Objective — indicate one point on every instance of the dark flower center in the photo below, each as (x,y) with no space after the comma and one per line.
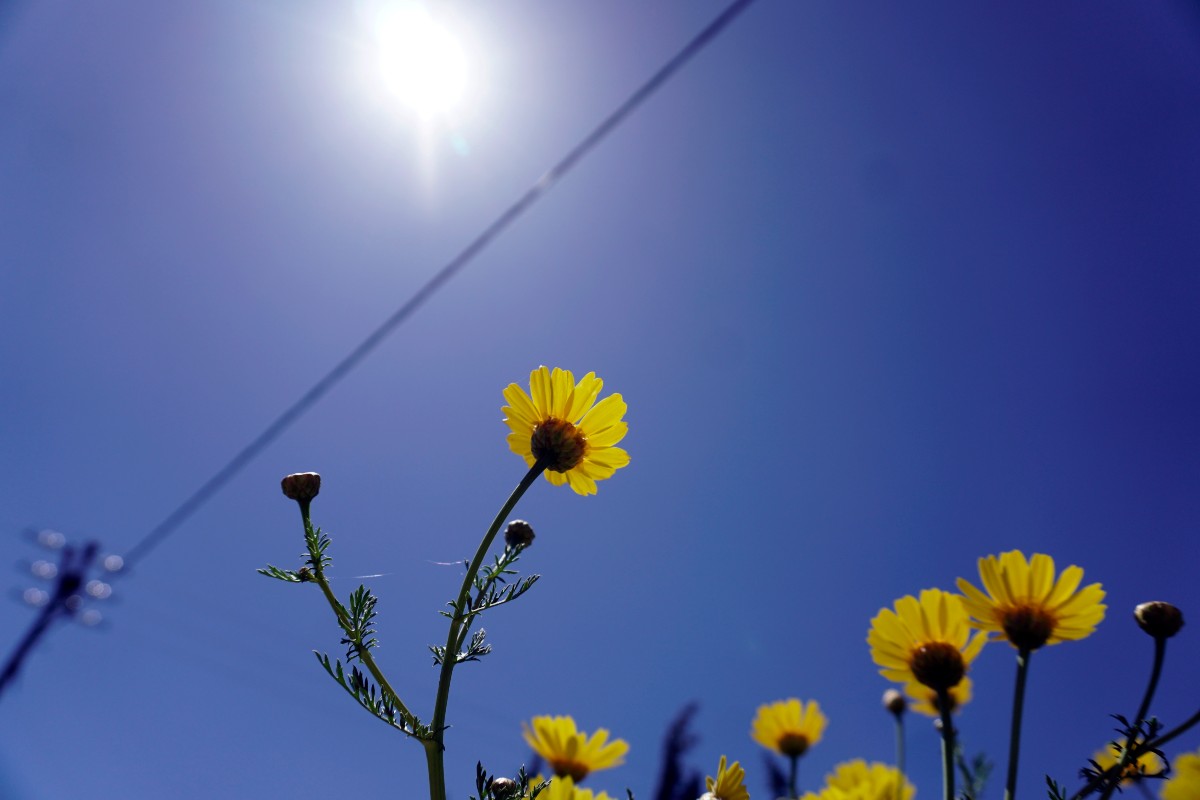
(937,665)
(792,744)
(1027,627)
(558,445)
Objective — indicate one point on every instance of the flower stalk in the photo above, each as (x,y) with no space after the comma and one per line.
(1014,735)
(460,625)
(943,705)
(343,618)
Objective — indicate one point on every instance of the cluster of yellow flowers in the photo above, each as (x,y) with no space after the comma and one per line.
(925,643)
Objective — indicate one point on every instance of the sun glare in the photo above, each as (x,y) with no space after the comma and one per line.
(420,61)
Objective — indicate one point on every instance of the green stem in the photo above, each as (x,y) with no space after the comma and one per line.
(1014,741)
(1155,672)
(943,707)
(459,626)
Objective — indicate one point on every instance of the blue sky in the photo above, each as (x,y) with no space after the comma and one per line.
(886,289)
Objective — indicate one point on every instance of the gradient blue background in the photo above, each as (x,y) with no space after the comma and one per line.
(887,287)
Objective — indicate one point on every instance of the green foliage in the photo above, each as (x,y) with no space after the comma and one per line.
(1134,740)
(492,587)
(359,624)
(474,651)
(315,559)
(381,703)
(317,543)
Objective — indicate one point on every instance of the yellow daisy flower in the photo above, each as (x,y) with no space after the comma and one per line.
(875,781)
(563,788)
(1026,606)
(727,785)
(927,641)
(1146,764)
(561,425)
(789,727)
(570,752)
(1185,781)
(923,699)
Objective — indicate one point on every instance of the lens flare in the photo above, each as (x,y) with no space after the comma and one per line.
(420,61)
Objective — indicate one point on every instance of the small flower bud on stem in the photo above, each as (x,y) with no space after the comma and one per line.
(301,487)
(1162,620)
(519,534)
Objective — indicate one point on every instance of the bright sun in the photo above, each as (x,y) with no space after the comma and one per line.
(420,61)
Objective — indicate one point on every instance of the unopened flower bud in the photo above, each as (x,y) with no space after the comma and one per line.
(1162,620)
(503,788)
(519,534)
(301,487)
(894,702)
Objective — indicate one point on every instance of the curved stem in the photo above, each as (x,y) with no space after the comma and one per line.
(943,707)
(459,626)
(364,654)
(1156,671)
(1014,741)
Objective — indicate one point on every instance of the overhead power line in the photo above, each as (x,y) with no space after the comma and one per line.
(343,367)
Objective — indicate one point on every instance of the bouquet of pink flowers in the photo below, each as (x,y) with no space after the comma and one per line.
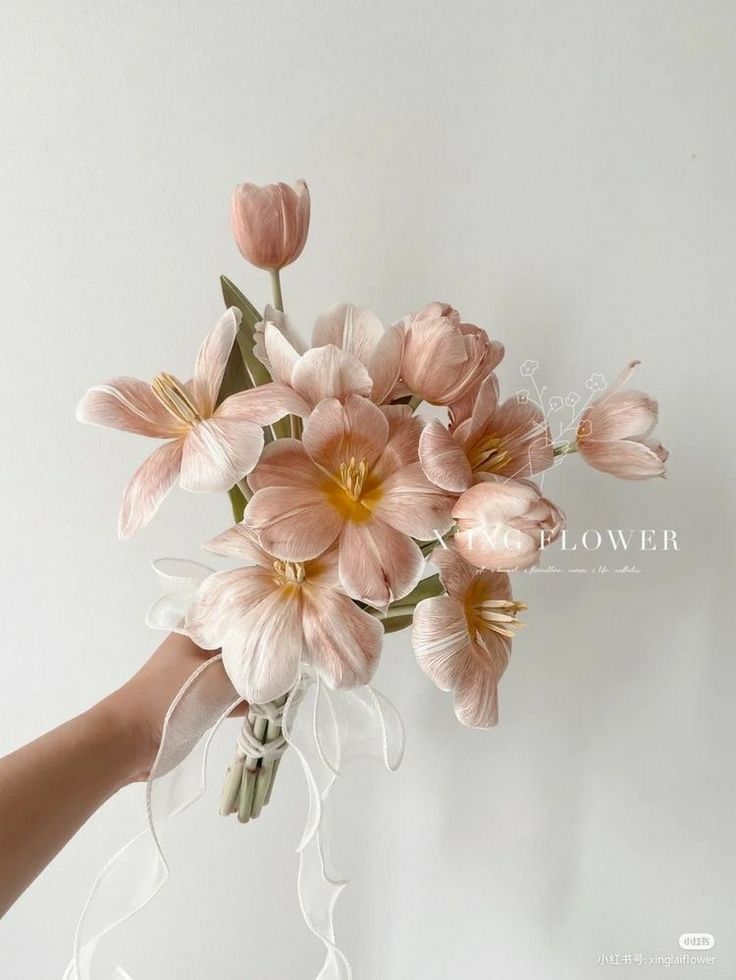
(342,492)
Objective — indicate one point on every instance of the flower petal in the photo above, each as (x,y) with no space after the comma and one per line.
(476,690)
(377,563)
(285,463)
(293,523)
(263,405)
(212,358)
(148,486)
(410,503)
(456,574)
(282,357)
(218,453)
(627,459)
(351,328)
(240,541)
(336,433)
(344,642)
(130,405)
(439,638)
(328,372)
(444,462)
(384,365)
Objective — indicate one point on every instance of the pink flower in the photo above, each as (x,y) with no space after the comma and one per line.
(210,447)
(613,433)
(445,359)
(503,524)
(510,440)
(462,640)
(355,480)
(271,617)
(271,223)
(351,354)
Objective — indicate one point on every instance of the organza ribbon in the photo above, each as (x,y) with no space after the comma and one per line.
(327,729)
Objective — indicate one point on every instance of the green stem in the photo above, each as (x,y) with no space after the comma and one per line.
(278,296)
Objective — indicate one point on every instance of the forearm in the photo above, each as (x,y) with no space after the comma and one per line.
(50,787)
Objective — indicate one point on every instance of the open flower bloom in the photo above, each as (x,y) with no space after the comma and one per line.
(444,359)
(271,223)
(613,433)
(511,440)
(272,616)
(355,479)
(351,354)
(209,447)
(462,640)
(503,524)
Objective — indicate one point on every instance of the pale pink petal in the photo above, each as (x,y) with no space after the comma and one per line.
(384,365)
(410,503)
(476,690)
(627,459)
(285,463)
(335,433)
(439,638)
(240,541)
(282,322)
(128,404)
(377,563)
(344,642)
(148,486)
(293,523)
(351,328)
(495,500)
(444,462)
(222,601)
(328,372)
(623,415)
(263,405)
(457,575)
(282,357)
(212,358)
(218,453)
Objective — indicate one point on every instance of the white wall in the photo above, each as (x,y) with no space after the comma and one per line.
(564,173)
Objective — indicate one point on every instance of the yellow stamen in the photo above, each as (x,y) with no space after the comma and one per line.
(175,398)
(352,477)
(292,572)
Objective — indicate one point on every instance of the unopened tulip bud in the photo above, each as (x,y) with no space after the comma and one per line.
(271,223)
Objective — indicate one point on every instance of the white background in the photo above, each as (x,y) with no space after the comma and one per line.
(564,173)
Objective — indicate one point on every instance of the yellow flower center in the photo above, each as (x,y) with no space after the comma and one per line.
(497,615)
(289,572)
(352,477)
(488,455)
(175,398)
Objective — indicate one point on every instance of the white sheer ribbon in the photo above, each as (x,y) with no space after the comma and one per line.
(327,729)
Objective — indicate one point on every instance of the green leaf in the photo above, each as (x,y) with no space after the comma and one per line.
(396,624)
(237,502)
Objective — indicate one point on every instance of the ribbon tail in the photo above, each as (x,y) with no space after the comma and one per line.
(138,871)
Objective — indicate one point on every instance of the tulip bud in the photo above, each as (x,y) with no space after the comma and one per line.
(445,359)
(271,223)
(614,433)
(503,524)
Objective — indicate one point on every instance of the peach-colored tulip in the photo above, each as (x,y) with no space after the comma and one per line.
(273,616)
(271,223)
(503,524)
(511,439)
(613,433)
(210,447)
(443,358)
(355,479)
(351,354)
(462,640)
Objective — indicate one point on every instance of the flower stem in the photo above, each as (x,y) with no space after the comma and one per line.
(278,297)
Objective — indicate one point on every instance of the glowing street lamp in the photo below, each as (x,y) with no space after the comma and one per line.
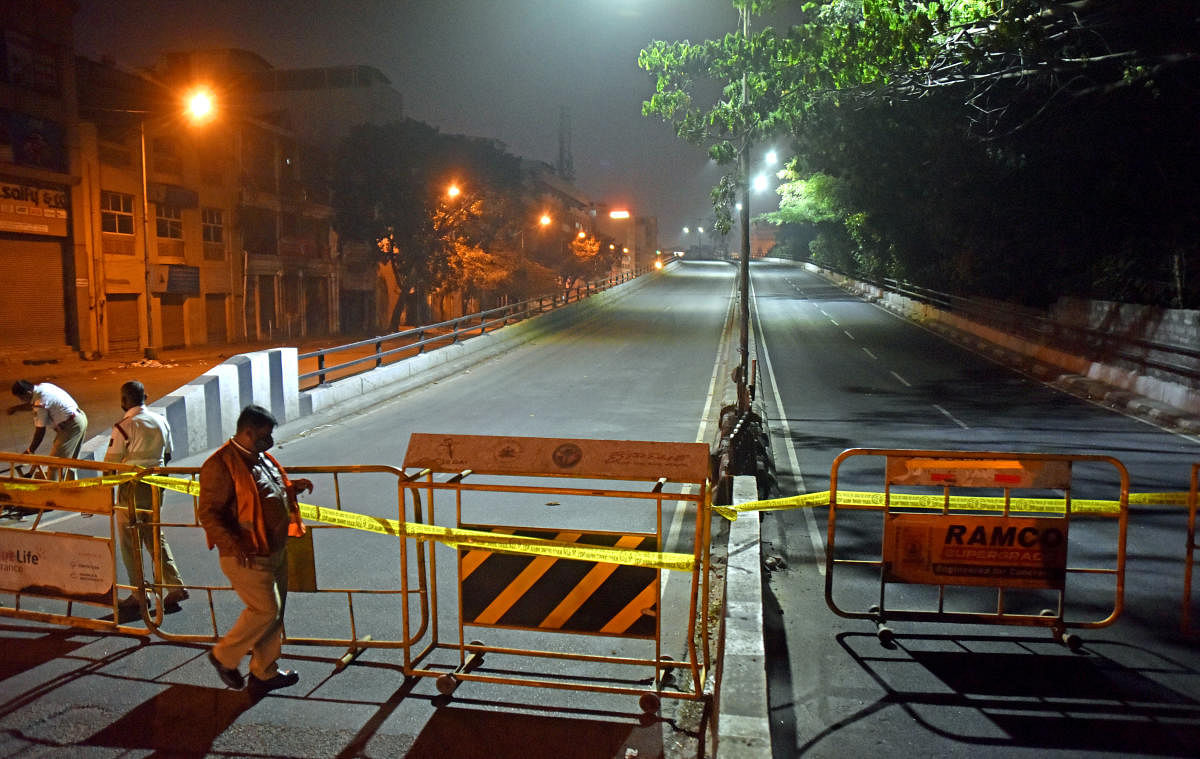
___
__Work task__.
Omit the pictures and reproduce the records above exactly.

__Written answer__.
Objective — indicate one point on every instance of the dark flower center in the photo below, each as (x,y) with no space after the comma and one per line.
(937,665)
(792,744)
(1027,627)
(558,445)
Objective — indicate one point on every instance of the flower stalk in the photo above, each as (x,y) with no space after the comma and one per line.
(1014,735)
(460,625)
(943,705)
(343,618)
Objective — indicate one point on every instance of the cluster of yellow flowers in the photo above, each as (x,y) with no space after the comma and one per line.
(925,643)
Objective — indicate one point on every instance of the sun glare in the photo above, each as (x,y) with no space after the comma and one per line.
(420,61)
Objective — indicate one point on every instance of the green stem in the photo above, each as (x,y) with no space after the comma and one per line.
(1014,741)
(1155,672)
(943,707)
(459,626)
Objective — indicate one point on every instance of the blue sky in the photo above, each as (x,y) with no space after the comma and one per line.
(886,289)
Objective — indicate one point on every instance of the gradient blue background in the photo above, each as (x,y) with no space after the comma and one per line.
(887,287)
Objective — indicate one point on every instance of the green foliage in the photo above, each as (x,y) with no space after the comma and one per line.
(1134,740)
(492,587)
(359,624)
(474,651)
(315,559)
(381,703)
(317,543)
Objective — indicate one point on every instance of the yellow daisy flower in the photo above, each as (x,y) with no space after the comma and one per line.
(875,781)
(563,788)
(1026,606)
(727,785)
(927,641)
(1146,764)
(561,425)
(789,727)
(570,752)
(1185,781)
(923,699)
Objective — indicate one point on every instance of the lens flare in the photo above, each as (x,y) with no space after the comma and one per line.
(420,61)
Objective — indicate one point on every instance of the small flower bud on stem in the photo above, each as (x,y) with no space after the comma and one per line.
(301,487)
(1162,620)
(519,534)
Objective — indicate one point on every instance of the bright sun in the photo above, each as (x,y) with no space after the comma and one per line.
(420,61)
Objective — indicate one point on every instance of the unopened flower bud in the photo above, each as (x,y) with no space after the comma and one per line.
(1162,620)
(503,788)
(519,534)
(301,487)
(894,702)
Objective — indicate one point on every instance of the curved stem in the photo above, each as (x,y) with no space after the comma and one per line.
(943,707)
(459,626)
(364,654)
(1156,671)
(1014,741)
Objective — indicate one point on every instance of the overhead power line in the photo above, each as (x,y) with no space after the comma and one per line.
(343,367)
Objective — indicate one point on every instance of the bouquet of pink flowers in the photo below, each as (x,y) with no space after the comma and one per line.
(342,492)
Objective — indicate one point on every instance of the flower petal in the photo above, each as (x,y) with no space after the comma and one per line.
(476,690)
(377,563)
(285,463)
(293,523)
(263,405)
(212,358)
(148,486)
(410,503)
(456,574)
(282,357)
(218,453)
(627,459)
(351,328)
(240,541)
(336,433)
(344,642)
(130,405)
(439,638)
(328,372)
(444,462)
(384,365)
Objective — indicate one point on every instance of the pink flower in the photo above, each as (x,y) with no space after the comma and one per line.
(210,447)
(613,433)
(445,359)
(503,524)
(510,440)
(462,640)
(355,480)
(271,617)
(271,223)
(351,354)
Objective — indicate one point on every instance of the organza ribbon in the photo above, each as (x,y) with no space after the comma and one per line.
(327,729)
Objective — indicate one point on every instance of the green stem in the photo above, each as (x,y) with no space after the comma and one per line.
(278,296)
Objective — indicate one point on every instance of the forearm in the photo above, each as (x,y) with no space after the comma and one per line.
(50,787)
Objective — indicate one point on every instance of the open flower bloom in the photo above, each as (x,y) with no space after the comma and one per line.
(444,359)
(271,223)
(613,433)
(511,440)
(272,616)
(355,479)
(351,354)
(209,447)
(462,640)
(503,524)
Objective — indicate one point on every instance of the pale pink petal in the photo above, each as (x,y) with no space after the comma and one per line.
(384,365)
(410,503)
(476,690)
(627,459)
(285,463)
(335,433)
(439,638)
(240,541)
(282,322)
(128,404)
(377,563)
(344,642)
(148,486)
(293,523)
(351,328)
(495,500)
(444,462)
(222,601)
(328,372)
(623,415)
(263,405)
(457,575)
(282,357)
(212,358)
(218,453)
Objective — indicate one point on every instance of the white wall in the photo above, each as (x,y) with no space after the comma and one per line.
(564,173)
Objective — indicate one point on every instance of the yellow stamen in the photo above, each as (x,y) with no space after the comma and one per line.
(175,398)
(352,477)
(292,572)
Objective — indicate one point on every instance of the unopened tulip bud in the photo above, each as (x,y) with no space after the comma and one per line.
(271,223)
Objective — indicate one point on every instance of the white background in the photo above, each as (x,y) with no space after the comma and one per line.
(564,173)
Objective — indicate one point on every instance of the yellow flower center in the photo above, each as (x,y) with no space after the comma and one per line.
(497,615)
(289,572)
(352,477)
(488,455)
(175,398)
Objective — indicate one point on every instance of the white sheer ribbon in the photo above, each as (x,y) with no space after the comma and one per line.
(327,729)
Objective — indicate one point on every instance of the green leaf in the photo above, each as (x,y) with no space after the comma and one per line.
(396,624)
(237,502)
Objective — indicate one point on every instance of the ribbon tail in the photo above, each as (x,y) with no space after the comma and one per line.
(138,871)
Objective — indicate one point on every instance of the tulip bud in the photo above, each as (x,y) with no space after the comma and one per line.
(445,359)
(271,223)
(614,433)
(503,524)
Objective — indicate one point on every instance of the peach-colored tulip in the photo above, each as (x,y) with no space after the comma and one per line.
(273,616)
(271,223)
(503,524)
(511,439)
(613,433)
(210,447)
(443,358)
(355,479)
(351,354)
(462,640)
Objective — indicate one point on every instance of the flower stem in the photo above, each as (x,y) with no space after the comma and one per line.
(278,297)
Objective — indicate one point on every instance of the glowing street lamp in the photo below, each as (x,y) with no space after the comma and one per line.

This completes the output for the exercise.